Reading text:
** Start **
Our strategy is to pursue multiple opportunities for growth. We are implementing a growth strategy designed to increase revenues and operating efficiencies by increasing the number and types of program offerings and student enrollment at existing institutes, opening new institutes across the United States, licensing the use of our curricula to third parties and offering our curricula in international markets. The principal elements of this strategy include the following:

 

Enhance Results at the Institute Level.

 

Increase Enrollments at Existing Institutes.  We intend to increase recruiting efforts aimed at enrolling more working adults at our existing institutes. In addition, we believe that current demographic and employment trends will allow us to enroll a greater number of recent high school graduates.

 

Broaden Availability of Current Program Offerings. We intend to continue expanding the number of program offerings at our existing institutes. Our objective is to offer multiple programs at each institute. Our 77 institutes provide significant potential for the introduction of existing programs to a broader number of institutes.  We believe that introducing new programs at existing institutes will attract more students. In 2003, we added a total of 181 program offerings among 47 existing institutes, and in 2004 we intend to add a total of approximately 230 program offerings among 66 existing institutes.

 

Develop or Acquire Additional Programs. We plan to introduce both resident and online programs in additional fields of study and at different levels.  We developed three new resident bachelor degree programs, three new resident associate degree programs and one new online master degree program in 2003.  In 2004, we intend to begin offering our new resident bachelor and associate degree programs at many of our institutions.  We also intend to develop and begin offering at one or more of our institutes additional degree programs of study in 2004. The new degree programs are expected to involve disciplines in information technology (“IT”), design, business and/or criminal justice, and be at the associate, bachelor and master degree levels.  We are also considering developing one or more short-term, non-degree programs of study in 2004.  We intend to develop both a resident and online version of many of the new programs planned for 2004, and we expect that most, if not all, of the resident versions of these programs will be taught under our Hybrid Delivery Model.  We believe that introducing new programs and making our programs more convenient for students can attract a broader base of students, motivate current students to extend their studies and help us improve the utilization of our facilities.
** End **
Recorded information:
** Start **
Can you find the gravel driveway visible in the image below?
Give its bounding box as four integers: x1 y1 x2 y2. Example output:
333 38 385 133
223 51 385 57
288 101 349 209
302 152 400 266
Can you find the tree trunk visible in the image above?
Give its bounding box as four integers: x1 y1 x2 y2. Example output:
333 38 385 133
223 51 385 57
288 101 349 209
** End **
** Start **
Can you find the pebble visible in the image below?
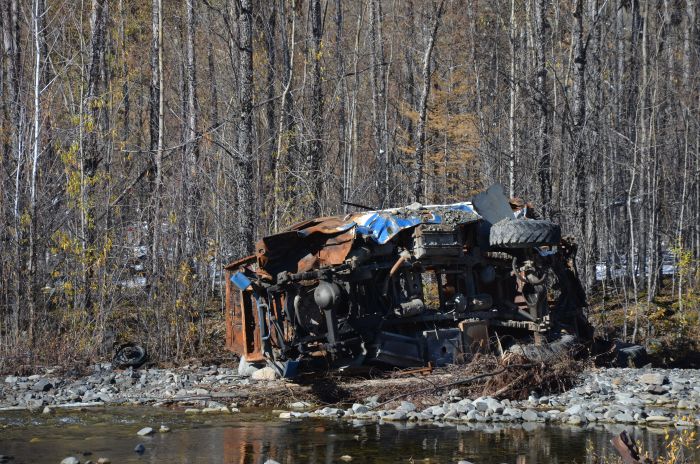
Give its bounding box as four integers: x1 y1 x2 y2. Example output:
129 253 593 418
** End **
Given problem 1:
In the growth strategy passage, rewrite the part that starts with "Increase Enrollments at" and ends with "high school graduates.", changing "working adults" to "adult learners".
Given problem 2:
Continue the passage on the growth strategy past its final sentence.
None of the lines here is needed for anything that is asked.

Exercise output 1:
Increase Enrollments at Existing Institutes.  We intend to increase recruiting efforts aimed at enrolling more adult learners at our existing institutes. In addition, we believe that current demographic and employment trends will allow us to enroll a greater number of recent high school graduates.

Exercise output 2:
 

Extend Total Program Duration.  In 2003, we increased the number of our institutes that offer bachelor degree programs from 41 to 51.  In 2004, we intend to increase the number of our institutes that offer bachelor degree programs to 57.  The average combined total program time that graduates of one or more of our programs were enrolled has increased from 18 months in 1986 to 27 months in 2003, as a result of approximately 30% of the graduates of our associate degree programs enrolling in bachelor degree programs at our institutes, a decrease in the average number of credit hours taken each academic quarter by full-time students in our residence degree programs of study as a consequence of our conversion to a three-day-per-week class schedule (from a five-day-per-week class schedule) in those programs, the elimination of shorter, non-degree programs and the increased duration of some of our associate degree programs from 18 months to 24 months.  We expect that the average combined total program time of our students will increase further as the number of our institutes offering bachelor degree programs increases, additional bachelor degree programs are added at our institutes and we expand our online curricula offerings to include additional master degree programs.

 

Improve Student Outcomes. We strive to improve the graduation and graduate employment rates of our undergraduate students by providing academic and career services and dedicating administrative resources to those services.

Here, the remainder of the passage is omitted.